--- Begin EXTRACT ---
Re: xid wraparound danger due to INDEX_CLEANUP false

From: Masahiko Sawada <sawada(dot)mshk(at)gmail(dot)com>
To: Peter Geoghegan <pg(at)bowt(dot)ie>
Cc: Masahiko Sawada <masahiko(dot)sawada(at)2ndquadrant(dot)com>, Robert Haas <robertmhaas(at)gmail(dot)com>, Andres Freund <andres(at)anarazel(dot)de>, "pgsql-hackers(at)postgresql(dot)org" <pgsql-hackers(at)postgresql(dot)org>
Subject: Re: xid wraparound danger due to INDEX_CLEANUP false
Date: 2020-11-20 11:16:56
Message-ID: CAD21AoCMrOmkNdqut21rmwpHVj9fXoUeudeM_c-riKR7Bun3mw@mail.gmail.com
Views: Raw Message | Whole Thread | Download mbox | Resend email
Thread:
Lists: pgsql-hackers

On Fri, Nov 20, 2020 at 12:56 PM Peter Geoghegan <pg(at)bowt(dot)ie> wrote:
>
> On Thu, Nov 19, 2020 at 5:58 PM Masahiko Sawada <sawada(dot)mshk(at)gmail(dot)com> wrote:
> > Several months passed from the discussion. We decided not to do
> > anything on back branches but IIUC the fundamental issue is not fixed
> > yet. The issue pointed out by Andres that we should leave the index AM
> > to decide whether doing vacuum cleanup or not when INDEX_CLEANUP is
> > specified is still valid. Is that right?
--- End EXTRACT ---
--- Begin LISTED ENTRIES ---
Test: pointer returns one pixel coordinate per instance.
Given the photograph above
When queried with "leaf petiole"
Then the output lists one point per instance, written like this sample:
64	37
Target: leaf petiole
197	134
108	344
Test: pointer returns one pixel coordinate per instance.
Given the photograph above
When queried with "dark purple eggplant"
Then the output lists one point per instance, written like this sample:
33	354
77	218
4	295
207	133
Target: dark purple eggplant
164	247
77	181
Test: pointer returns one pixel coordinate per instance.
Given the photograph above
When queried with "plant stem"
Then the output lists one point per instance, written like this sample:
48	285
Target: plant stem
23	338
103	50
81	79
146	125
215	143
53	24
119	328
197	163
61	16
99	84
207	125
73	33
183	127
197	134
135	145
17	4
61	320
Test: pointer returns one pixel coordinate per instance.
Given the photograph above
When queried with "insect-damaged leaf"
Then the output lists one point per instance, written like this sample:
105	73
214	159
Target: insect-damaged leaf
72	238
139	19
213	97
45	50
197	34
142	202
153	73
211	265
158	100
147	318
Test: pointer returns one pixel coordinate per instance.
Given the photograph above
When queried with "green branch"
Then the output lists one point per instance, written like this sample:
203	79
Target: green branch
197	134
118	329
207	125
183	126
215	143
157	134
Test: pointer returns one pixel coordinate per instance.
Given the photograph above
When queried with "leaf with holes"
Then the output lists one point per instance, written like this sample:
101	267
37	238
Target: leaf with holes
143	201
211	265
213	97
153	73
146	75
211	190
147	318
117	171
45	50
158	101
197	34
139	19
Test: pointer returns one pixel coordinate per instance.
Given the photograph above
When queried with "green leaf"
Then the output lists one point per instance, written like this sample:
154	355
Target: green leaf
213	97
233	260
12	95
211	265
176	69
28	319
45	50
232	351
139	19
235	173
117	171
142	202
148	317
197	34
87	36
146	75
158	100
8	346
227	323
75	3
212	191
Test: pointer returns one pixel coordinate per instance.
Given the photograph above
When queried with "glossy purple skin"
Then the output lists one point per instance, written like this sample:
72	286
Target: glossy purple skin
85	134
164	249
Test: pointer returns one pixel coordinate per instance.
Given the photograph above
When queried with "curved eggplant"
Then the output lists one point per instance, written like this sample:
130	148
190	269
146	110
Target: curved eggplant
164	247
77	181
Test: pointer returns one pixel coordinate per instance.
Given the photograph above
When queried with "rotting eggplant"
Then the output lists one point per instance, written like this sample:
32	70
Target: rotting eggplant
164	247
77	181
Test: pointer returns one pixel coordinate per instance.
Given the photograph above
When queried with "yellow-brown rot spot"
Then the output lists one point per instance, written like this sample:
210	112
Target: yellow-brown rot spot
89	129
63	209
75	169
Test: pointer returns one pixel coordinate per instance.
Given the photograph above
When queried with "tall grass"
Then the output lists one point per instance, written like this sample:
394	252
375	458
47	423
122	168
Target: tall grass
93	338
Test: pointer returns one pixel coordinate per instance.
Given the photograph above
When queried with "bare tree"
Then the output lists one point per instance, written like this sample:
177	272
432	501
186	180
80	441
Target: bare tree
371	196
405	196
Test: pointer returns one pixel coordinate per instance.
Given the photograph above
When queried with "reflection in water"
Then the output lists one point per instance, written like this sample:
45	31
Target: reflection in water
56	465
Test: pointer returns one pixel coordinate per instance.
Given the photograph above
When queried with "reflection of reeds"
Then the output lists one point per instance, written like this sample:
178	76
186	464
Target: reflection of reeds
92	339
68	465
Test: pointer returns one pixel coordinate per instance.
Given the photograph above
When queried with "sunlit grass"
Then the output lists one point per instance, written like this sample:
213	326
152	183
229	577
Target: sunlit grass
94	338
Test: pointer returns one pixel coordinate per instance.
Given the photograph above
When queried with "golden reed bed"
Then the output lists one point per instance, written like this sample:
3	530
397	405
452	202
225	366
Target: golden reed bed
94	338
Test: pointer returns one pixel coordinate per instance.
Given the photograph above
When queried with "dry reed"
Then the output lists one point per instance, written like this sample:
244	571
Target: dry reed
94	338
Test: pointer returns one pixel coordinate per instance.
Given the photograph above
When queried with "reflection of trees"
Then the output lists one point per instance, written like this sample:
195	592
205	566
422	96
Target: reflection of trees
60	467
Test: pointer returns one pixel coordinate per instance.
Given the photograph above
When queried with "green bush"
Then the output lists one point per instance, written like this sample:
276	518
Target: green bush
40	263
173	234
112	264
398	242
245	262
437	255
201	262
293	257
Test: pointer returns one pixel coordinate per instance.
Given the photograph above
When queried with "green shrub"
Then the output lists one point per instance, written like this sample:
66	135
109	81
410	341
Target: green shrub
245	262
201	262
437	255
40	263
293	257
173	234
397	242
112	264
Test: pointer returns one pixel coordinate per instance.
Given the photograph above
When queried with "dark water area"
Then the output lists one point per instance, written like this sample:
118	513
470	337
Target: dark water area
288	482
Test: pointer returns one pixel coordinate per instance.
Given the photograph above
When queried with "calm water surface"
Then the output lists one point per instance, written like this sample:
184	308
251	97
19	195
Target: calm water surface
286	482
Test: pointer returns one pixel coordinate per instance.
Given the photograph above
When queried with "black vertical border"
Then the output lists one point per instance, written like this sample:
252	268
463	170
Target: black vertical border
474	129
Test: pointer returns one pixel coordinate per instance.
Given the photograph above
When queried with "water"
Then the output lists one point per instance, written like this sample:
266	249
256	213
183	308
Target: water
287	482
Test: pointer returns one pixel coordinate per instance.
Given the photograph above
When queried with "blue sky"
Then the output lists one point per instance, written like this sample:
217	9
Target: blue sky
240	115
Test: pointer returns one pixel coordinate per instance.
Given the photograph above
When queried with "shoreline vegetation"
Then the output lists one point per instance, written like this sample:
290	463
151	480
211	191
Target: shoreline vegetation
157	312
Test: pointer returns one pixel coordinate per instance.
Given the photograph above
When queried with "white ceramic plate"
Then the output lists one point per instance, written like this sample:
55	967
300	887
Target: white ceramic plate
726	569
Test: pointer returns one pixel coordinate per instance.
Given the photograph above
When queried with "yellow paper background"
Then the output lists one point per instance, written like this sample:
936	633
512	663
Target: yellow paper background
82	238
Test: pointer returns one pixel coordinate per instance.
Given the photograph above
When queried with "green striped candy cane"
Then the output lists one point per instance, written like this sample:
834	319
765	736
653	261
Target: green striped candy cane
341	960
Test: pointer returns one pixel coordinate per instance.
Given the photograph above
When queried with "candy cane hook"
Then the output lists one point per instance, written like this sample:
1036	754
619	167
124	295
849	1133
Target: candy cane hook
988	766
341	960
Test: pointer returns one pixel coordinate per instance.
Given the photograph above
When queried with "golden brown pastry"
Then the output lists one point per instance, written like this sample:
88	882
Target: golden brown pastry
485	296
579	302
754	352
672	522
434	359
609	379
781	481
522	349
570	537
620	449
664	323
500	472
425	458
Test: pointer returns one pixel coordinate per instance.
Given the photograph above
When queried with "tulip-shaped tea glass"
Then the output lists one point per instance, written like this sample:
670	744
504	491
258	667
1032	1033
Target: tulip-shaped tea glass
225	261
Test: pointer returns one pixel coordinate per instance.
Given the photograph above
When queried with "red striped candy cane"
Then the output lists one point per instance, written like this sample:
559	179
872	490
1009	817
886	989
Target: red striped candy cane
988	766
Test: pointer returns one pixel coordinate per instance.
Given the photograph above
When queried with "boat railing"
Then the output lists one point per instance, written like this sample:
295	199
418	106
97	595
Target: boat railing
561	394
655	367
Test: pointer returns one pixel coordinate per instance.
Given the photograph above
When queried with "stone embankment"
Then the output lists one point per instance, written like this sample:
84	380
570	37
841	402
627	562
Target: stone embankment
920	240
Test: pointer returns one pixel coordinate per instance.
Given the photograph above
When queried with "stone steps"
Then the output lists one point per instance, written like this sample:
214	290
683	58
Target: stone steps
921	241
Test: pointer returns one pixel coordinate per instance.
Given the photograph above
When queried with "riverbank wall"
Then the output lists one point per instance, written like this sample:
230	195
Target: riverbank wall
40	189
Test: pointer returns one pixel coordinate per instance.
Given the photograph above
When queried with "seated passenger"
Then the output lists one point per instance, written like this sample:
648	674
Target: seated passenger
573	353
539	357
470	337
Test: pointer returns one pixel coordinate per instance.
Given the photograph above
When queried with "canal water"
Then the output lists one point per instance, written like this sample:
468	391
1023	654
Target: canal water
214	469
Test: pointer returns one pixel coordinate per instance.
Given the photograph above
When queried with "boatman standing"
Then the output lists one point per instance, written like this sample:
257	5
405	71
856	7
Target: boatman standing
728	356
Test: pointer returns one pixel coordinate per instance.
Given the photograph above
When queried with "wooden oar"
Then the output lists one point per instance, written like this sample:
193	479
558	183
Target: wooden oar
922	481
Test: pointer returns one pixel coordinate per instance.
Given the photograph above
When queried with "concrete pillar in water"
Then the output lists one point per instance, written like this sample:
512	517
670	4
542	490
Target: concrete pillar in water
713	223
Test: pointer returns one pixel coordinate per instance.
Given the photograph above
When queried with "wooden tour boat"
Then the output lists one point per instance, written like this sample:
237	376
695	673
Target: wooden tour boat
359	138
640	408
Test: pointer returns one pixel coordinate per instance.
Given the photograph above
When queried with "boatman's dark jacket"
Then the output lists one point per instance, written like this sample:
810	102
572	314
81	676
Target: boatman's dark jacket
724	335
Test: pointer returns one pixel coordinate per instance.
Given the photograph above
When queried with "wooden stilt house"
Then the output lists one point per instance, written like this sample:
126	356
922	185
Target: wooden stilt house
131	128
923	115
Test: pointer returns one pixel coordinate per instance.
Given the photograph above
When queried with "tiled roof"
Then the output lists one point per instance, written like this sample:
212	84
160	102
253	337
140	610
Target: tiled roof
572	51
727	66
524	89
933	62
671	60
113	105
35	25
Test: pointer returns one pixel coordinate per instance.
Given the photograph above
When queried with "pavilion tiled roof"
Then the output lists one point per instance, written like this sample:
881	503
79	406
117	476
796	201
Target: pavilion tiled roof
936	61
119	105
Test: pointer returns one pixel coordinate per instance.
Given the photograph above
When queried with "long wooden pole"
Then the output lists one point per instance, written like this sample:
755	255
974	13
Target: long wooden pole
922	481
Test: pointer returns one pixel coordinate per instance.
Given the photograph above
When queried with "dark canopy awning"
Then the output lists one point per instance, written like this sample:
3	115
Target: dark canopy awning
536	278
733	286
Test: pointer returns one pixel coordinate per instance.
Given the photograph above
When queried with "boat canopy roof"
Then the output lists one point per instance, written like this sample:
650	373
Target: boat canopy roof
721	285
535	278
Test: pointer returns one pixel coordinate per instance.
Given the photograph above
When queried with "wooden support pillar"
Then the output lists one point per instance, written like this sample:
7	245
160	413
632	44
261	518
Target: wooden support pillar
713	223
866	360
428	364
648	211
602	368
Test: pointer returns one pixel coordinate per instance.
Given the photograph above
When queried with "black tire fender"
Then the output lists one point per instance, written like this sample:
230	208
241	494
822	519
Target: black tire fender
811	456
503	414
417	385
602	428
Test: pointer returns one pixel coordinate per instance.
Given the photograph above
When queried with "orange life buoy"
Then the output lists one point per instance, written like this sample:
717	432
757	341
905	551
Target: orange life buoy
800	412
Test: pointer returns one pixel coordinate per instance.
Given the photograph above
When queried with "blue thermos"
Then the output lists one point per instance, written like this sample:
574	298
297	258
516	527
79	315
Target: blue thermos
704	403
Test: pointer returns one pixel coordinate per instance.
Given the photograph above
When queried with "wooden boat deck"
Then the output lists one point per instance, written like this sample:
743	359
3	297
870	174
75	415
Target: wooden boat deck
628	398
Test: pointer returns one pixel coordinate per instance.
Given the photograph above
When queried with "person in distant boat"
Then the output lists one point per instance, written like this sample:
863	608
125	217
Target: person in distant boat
--- End LISTED ENTRIES ---
= INSTRUCTION =
Write what follows in the mailing-list reply about xid wraparound danger from INDEX_CLEANUP false, picking up right after its last line. The records were taken from a separate source.

= TASK OUTPUT =
>
> I don't remember if Andres actually said that publicly, but I
> definitely did. I do remember discussing this with him privately, at
> which point he agreed with what I said. Which you just summarized
> well.
>
> > For HEAD, there was a discussion that we change lazy vacuum and
> > bulkdelete and vacuumcleanup APIs so that it calls these APIs even
> > when INDEX_CLEANUP is specified. That is, when INDEX_CLEANUP false is
> > specified, it collects dead tuple TIDs into maintenance_work_mem space
> > and passes the flag indicating INDEX_CLEANUP is specified or not to
> > index AMs.
>
> Right.
>
> > Index AM decides whether doing bulkdelete/vacuumcleanup. A
> > downside of this idea would be that we will end up using
> > maintenance_work_mem even if all index AMs of the table don't do
> > bulkdelete/vacuumcleanup at all.
>
> That is a downside, but I don't think that it's a serious downside.
> But it may not matter, because there are lots of reasons to move in
> this direction.
>
> > The second idea I came up with is to add an index AM API (say,
> > amcanskipindexcleanup = true/false) telling index cleanup is skippable
> > or not. Lazy vacuum checks this flag for each index on the table
> > before starting. If index cleanup is skippable in all indexes, it can
> > choose one-pass vacuum, meaning no need to collect dead tuple TIDs in
> > maintenance_work_mem. All in-core index AM will set to true. Perhaps
> > it’s true (skippable) by default for backward compatibility.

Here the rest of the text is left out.